Content starts
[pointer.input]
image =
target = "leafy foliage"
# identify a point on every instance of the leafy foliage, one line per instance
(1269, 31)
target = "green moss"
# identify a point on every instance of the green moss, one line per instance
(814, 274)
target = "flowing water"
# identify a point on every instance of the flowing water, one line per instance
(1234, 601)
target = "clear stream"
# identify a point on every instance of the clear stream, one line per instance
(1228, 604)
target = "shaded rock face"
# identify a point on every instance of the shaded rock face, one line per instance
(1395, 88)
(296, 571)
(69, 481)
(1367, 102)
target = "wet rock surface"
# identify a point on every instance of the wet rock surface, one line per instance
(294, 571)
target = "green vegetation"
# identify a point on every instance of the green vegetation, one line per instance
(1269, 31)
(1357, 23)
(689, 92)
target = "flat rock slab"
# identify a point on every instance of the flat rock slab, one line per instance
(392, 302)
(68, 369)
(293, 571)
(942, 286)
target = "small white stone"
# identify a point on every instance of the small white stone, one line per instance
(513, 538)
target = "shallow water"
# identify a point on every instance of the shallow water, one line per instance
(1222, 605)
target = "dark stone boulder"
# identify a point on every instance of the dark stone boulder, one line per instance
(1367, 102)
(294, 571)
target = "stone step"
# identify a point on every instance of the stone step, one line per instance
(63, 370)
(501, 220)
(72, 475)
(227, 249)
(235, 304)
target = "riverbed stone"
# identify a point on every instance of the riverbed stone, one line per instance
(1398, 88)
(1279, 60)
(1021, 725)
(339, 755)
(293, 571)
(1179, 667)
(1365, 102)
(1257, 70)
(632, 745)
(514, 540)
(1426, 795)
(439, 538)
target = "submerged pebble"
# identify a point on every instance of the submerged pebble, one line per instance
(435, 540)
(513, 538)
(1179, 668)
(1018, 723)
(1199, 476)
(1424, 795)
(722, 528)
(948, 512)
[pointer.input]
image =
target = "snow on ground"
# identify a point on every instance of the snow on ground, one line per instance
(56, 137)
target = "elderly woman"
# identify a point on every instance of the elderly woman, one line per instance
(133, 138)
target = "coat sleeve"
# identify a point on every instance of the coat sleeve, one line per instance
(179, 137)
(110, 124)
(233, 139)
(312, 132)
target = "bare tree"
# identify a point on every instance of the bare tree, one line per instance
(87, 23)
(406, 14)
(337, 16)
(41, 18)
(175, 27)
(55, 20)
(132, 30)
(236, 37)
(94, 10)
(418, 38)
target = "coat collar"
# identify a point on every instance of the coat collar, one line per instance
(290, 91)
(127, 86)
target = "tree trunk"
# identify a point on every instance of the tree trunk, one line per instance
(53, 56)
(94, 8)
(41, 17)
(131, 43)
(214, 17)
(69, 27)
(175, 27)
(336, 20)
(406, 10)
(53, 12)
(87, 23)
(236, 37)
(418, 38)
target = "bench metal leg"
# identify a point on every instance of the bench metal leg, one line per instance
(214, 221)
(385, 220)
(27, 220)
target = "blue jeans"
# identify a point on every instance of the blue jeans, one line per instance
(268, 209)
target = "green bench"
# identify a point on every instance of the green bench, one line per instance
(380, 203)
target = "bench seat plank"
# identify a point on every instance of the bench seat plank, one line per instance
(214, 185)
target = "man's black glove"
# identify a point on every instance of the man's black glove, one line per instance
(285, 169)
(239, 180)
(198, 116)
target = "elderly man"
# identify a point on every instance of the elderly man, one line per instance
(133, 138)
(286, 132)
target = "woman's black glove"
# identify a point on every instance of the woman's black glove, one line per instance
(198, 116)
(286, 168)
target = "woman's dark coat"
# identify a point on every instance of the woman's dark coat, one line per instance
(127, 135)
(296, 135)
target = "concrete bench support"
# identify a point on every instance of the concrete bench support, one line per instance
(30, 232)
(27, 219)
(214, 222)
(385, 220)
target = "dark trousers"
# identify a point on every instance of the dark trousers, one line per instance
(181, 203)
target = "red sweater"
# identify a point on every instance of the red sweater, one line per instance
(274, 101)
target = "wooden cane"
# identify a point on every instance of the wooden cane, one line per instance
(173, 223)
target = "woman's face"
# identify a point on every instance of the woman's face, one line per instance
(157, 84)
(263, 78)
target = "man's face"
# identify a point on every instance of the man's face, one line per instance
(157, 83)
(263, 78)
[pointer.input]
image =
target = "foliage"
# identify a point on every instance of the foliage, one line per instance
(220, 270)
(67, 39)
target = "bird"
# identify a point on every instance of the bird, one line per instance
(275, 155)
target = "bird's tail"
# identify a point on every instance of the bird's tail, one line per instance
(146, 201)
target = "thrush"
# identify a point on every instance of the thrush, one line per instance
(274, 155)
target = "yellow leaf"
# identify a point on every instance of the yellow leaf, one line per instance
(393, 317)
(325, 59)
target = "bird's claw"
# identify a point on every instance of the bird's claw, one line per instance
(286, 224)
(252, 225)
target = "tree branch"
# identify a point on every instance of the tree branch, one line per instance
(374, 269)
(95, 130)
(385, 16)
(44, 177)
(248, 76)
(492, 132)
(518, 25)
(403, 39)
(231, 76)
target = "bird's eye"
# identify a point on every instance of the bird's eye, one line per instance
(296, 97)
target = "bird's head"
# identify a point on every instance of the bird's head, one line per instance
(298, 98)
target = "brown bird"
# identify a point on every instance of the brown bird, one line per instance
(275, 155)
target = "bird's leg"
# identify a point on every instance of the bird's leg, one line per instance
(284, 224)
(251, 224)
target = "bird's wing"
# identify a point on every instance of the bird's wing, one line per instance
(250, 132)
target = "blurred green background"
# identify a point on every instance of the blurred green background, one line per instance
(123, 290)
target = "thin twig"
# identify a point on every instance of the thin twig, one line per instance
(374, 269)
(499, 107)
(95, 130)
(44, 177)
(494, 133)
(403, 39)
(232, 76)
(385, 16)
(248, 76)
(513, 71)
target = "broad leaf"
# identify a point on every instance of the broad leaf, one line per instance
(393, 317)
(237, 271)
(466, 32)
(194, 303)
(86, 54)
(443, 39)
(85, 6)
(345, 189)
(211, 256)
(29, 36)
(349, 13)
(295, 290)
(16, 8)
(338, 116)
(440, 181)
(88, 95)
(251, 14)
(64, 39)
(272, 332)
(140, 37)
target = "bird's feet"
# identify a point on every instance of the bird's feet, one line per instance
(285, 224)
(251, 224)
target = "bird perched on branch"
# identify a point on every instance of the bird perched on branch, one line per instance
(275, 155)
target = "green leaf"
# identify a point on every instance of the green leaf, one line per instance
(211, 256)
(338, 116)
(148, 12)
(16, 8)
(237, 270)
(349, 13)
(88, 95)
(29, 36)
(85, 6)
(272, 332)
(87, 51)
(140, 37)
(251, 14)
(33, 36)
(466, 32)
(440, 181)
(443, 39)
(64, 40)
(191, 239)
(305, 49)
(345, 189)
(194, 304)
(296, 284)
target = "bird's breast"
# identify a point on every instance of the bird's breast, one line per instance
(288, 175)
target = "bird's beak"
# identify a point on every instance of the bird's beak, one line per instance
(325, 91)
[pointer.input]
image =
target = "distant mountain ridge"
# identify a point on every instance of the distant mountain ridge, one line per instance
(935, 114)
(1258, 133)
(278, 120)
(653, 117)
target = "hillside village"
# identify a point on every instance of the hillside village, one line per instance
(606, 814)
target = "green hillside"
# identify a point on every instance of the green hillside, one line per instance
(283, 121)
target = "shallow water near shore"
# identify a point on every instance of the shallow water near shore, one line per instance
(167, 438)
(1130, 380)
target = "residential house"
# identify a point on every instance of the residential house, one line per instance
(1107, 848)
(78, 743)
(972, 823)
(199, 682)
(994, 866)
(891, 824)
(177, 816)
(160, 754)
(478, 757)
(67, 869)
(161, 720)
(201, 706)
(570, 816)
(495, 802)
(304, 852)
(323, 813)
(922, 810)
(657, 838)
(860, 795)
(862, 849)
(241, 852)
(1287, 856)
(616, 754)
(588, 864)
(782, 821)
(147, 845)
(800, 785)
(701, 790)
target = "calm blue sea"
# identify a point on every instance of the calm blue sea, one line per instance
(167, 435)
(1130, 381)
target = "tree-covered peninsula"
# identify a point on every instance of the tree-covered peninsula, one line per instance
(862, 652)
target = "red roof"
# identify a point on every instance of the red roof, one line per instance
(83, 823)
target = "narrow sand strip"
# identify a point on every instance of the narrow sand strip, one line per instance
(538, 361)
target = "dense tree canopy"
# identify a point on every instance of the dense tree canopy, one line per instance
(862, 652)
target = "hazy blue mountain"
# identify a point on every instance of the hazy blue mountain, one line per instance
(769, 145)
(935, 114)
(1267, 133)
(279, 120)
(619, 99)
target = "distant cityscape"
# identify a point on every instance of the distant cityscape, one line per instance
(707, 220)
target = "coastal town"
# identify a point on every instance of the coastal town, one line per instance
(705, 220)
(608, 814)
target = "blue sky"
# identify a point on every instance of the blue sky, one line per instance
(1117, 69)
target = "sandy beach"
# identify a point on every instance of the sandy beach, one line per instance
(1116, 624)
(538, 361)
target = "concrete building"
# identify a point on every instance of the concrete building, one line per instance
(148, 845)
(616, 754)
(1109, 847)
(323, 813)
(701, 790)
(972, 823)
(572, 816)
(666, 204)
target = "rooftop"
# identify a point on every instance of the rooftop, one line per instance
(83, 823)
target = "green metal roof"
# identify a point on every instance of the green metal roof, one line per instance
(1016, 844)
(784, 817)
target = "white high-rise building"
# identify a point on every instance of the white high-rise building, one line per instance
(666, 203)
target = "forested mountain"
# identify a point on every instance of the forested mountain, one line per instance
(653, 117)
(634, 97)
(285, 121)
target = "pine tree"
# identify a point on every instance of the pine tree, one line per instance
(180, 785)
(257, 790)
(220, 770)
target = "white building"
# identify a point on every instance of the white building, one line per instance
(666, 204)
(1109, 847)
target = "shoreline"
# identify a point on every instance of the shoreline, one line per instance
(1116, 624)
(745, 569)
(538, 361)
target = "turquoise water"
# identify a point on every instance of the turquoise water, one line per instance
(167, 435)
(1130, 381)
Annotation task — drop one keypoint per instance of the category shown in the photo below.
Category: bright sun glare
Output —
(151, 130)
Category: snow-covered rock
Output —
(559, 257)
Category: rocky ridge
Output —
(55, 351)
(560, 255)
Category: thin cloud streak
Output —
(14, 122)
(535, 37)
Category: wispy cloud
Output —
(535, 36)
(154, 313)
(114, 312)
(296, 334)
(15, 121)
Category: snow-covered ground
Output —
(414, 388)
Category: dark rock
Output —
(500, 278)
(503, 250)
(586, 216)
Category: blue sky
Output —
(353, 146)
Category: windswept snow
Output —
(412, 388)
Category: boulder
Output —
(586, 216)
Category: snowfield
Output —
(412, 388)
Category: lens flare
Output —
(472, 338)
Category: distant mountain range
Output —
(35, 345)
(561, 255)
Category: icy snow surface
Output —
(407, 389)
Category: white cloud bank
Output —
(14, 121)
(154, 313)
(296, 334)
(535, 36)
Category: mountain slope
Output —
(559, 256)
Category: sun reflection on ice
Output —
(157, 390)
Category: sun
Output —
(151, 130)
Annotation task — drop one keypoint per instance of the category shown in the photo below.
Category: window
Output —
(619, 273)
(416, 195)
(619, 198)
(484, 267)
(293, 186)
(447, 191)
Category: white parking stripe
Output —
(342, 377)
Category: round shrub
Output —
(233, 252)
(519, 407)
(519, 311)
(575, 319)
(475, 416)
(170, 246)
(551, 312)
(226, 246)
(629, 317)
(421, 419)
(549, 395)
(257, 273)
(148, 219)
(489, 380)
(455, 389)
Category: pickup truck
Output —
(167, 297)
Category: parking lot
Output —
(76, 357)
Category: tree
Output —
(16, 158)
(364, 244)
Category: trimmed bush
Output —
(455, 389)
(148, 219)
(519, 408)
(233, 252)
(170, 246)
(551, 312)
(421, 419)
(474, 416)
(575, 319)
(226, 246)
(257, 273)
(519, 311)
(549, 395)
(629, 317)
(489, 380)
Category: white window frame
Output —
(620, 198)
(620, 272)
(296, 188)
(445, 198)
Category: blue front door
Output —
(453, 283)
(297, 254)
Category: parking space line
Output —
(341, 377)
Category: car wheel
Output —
Content ends
# ASSIGNMENT
Throughout the data above, report every line that contains the string "window".

# RESPONSE AREA
Category: window
Category: white window frame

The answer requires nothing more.